■ Trecho selecionado
Numa tentativa de gerir os efeitos secundários e habituar o organismo aos medicamentos, tanto o Ozempic como o Wegovy são inicialmente administrados em doses mais baixas e a concentração da substância activa administrada através de uma injecção é aumentada ao longo dos meses, de forma gradual.

“Recomenda-se limitar o início [do tratamento] de novos pacientes [com Ozempic] durante a escassez e até que a situação de fornecimento melhore, o que é esperado no primeiro trimestre de 2024”, sublinhou a Novo Nordisk.

A empresa aconselhou ainda os médicos a considerarem outros medicamentos da classe dos agonistas dos receptores GLP-1 injectáveis ou “outras alternativas adequadas” quando o Ozempic ou o Victoza não estiverem disponíveis para os doentes.

■ Segmento de dados
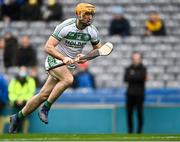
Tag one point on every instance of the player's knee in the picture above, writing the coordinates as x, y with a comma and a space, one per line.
68, 81
44, 94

■ Instruções da tarefa
Escreva a continuação do trecho sobre a escassez do Ozempic, começando logo após a última frase apresentada. A listagem é um material à parte, sem ligação com o trecho.

■ Resposta esperada
Num sinal claro da corrida ao Ozempic que se verifica na Europa, a entidade reguladora dos medicamentos alemã está a considerar a possibilidade de proibir a sua exportação, uma medida que já foi imposta por vários países da União Europeia, como a França e a Áustria.

Vários países, incluindo o Reino Unido, a Bélgica e a Alemanha, proibiram temporariamente ou desaconselharam fortemente a utilização do Ozempic para perda de peso, a fim de garantir a disponibilidade do fármaco para os diabéticos, mas a aplicação destas restrições tem-se revelado difícil.

O lançamento do Wegovy pela Novo Nordisk no Reino Unido, Alemanha, Noruega e Dinamarca pouco contribuiu, até à data, para atenuar o clamor na Europa pelo Ozempic, uma vez que os volumes de Wegovy têm sido limitados devido a constrangimentos na produção.

Procura excede a produção

A Novo Nordisk, que reservou seis mil milhões de dólares (cerca de 5500 milhões de euros) para aumentar a produção na Dinamarca, afirmou no início deste mês que a indústria está longe de conseguir produzir medicamentos para perda de peso em quantidade suficiente para satisfazer a procura global.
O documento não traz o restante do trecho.